WORK TO COMPLETE: Wherever the string "dress" occurs in a line of these records, report that line.

RECORDS FOR THE TASK:
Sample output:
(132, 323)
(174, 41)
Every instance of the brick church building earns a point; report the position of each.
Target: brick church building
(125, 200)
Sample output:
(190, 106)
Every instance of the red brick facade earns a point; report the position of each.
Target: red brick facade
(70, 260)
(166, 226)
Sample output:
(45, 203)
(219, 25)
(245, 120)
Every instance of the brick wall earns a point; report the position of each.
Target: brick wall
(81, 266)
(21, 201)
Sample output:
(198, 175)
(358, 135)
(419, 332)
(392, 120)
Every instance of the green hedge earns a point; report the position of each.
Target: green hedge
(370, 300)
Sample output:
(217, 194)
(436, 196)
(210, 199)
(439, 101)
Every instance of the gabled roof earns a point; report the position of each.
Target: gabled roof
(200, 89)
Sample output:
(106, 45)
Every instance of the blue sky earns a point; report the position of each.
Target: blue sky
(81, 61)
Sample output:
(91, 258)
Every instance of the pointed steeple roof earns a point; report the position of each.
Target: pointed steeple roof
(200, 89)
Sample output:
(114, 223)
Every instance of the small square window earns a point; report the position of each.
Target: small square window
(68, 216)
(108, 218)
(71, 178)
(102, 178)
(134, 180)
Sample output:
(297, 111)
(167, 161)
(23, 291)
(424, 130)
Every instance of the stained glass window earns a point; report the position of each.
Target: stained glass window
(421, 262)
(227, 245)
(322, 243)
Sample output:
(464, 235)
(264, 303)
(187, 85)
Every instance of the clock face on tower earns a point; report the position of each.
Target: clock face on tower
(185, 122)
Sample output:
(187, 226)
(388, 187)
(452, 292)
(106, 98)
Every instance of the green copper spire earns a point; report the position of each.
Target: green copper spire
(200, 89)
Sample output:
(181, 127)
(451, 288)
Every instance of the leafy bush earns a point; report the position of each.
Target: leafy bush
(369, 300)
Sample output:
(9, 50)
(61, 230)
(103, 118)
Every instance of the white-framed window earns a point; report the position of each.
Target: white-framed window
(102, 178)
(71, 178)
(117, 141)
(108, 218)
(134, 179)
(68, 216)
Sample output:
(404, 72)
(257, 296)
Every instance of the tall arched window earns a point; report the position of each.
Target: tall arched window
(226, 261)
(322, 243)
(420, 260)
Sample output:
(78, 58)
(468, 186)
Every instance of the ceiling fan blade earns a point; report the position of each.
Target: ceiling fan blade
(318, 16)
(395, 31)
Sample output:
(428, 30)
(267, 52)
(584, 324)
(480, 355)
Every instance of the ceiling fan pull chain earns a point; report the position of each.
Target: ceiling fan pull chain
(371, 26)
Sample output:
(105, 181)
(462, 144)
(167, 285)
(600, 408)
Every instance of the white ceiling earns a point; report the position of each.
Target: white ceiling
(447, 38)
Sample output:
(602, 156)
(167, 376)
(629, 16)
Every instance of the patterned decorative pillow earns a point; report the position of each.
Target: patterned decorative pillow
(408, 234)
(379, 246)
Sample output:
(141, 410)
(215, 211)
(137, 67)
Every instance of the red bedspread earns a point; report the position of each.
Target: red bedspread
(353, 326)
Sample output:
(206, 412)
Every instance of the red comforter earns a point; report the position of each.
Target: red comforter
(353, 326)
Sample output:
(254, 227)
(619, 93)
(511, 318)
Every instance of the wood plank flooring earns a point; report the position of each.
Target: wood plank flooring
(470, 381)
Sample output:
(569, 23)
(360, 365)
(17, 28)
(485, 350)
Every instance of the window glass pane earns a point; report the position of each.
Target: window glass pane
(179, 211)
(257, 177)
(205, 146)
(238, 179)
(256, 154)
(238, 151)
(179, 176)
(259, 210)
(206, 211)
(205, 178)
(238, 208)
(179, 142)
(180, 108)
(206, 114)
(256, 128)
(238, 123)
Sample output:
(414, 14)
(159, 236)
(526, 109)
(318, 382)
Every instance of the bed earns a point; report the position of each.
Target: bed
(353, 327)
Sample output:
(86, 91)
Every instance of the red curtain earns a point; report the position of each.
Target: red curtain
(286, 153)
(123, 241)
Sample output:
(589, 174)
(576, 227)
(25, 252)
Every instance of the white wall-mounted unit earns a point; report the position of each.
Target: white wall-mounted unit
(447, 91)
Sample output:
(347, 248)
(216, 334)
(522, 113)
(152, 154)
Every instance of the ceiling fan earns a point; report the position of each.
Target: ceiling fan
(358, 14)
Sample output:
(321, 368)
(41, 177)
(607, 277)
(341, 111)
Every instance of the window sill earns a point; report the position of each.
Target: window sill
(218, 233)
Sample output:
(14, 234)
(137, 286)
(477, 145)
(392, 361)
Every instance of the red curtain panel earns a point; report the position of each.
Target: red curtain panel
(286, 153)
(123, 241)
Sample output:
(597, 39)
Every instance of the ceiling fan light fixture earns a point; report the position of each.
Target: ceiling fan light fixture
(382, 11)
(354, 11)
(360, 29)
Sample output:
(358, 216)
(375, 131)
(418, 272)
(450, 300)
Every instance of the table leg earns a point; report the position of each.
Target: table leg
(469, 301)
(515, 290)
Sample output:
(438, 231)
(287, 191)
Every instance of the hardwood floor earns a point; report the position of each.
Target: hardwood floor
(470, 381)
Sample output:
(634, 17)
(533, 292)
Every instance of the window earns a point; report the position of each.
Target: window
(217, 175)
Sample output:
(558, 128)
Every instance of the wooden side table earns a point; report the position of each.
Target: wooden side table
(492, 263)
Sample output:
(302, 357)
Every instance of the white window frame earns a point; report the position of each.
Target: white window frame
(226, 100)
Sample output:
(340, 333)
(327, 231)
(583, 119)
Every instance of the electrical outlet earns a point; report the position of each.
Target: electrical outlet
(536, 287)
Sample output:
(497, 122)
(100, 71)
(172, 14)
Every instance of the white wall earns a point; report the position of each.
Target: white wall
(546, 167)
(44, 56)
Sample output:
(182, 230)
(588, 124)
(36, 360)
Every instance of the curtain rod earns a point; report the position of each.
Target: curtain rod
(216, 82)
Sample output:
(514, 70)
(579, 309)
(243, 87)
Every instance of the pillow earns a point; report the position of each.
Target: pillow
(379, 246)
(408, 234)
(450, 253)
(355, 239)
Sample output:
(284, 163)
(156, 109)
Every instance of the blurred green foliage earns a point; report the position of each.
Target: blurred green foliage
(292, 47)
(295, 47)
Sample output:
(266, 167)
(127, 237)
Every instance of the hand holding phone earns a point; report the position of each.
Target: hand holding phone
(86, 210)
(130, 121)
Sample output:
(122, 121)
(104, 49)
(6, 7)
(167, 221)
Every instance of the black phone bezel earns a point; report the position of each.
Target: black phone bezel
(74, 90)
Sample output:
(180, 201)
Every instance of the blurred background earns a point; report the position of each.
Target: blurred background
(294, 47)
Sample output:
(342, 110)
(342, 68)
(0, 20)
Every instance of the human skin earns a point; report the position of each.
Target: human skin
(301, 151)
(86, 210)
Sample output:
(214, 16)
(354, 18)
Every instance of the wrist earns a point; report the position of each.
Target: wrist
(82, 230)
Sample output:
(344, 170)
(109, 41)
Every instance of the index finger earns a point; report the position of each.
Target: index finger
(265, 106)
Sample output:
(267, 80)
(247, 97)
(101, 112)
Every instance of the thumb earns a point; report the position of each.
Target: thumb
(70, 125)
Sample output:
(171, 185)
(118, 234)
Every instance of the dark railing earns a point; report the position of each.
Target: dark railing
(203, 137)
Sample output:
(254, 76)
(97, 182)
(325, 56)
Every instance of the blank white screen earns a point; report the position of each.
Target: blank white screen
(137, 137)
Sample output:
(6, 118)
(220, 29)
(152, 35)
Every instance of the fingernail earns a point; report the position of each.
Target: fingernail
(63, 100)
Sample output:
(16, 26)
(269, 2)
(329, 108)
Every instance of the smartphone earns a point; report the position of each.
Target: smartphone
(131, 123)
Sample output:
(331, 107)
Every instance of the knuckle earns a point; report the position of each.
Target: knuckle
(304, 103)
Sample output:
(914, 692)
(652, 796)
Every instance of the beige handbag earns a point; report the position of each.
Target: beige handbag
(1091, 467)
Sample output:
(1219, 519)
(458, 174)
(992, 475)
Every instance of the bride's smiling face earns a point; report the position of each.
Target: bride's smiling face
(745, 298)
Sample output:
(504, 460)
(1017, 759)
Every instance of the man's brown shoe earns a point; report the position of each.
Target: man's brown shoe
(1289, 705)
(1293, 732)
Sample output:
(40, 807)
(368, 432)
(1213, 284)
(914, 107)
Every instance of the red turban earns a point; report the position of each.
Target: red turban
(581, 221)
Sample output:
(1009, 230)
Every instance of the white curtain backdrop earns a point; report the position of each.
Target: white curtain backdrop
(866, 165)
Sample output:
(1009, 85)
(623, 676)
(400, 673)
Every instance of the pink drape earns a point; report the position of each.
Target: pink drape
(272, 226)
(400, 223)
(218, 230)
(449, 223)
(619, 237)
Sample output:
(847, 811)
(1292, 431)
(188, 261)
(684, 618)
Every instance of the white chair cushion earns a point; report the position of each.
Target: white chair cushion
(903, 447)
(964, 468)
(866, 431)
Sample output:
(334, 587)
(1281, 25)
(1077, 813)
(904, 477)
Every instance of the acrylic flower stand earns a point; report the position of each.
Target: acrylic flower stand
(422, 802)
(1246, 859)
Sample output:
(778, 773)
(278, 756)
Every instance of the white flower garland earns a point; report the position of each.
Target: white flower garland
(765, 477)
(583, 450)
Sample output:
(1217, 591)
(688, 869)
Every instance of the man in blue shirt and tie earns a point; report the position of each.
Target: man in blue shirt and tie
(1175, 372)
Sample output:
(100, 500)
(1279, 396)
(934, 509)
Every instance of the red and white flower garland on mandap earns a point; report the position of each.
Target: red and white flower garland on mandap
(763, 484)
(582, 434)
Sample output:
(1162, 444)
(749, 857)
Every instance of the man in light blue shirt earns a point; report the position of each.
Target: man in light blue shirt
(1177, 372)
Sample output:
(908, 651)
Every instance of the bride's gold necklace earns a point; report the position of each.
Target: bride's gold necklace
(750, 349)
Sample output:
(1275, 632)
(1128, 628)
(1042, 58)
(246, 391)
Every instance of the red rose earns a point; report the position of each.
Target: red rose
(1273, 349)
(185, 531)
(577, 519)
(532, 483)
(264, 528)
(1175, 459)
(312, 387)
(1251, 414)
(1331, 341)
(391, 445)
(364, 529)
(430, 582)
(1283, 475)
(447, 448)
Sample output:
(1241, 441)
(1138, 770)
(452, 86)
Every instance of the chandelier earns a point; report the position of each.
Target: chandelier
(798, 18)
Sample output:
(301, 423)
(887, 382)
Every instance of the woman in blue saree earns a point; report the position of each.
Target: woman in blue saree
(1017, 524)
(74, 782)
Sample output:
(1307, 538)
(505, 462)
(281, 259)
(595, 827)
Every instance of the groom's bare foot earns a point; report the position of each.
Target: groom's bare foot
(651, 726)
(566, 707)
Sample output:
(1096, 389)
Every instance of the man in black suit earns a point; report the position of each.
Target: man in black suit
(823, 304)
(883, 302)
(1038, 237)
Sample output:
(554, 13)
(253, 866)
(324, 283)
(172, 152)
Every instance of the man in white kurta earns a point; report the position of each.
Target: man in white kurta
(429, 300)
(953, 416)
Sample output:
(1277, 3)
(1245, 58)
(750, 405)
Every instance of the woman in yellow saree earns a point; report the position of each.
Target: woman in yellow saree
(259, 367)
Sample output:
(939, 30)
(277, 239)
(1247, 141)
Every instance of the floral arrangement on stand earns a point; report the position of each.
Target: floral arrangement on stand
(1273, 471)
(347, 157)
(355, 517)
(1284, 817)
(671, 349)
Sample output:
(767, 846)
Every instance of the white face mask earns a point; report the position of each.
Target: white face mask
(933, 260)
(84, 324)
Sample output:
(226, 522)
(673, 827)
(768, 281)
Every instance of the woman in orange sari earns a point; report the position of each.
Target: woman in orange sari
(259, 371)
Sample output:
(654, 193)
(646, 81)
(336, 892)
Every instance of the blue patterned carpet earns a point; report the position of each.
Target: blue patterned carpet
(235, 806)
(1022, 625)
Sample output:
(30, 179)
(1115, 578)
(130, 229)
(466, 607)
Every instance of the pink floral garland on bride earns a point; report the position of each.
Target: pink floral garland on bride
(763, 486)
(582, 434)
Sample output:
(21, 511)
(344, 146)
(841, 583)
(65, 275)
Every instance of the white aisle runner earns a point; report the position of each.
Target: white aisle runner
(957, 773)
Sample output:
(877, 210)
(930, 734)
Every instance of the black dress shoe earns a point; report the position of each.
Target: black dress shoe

OUTPUT OF THE TASK:
Every instance of the black dress shoe earns a point; report the position of each.
Target: black dress shoe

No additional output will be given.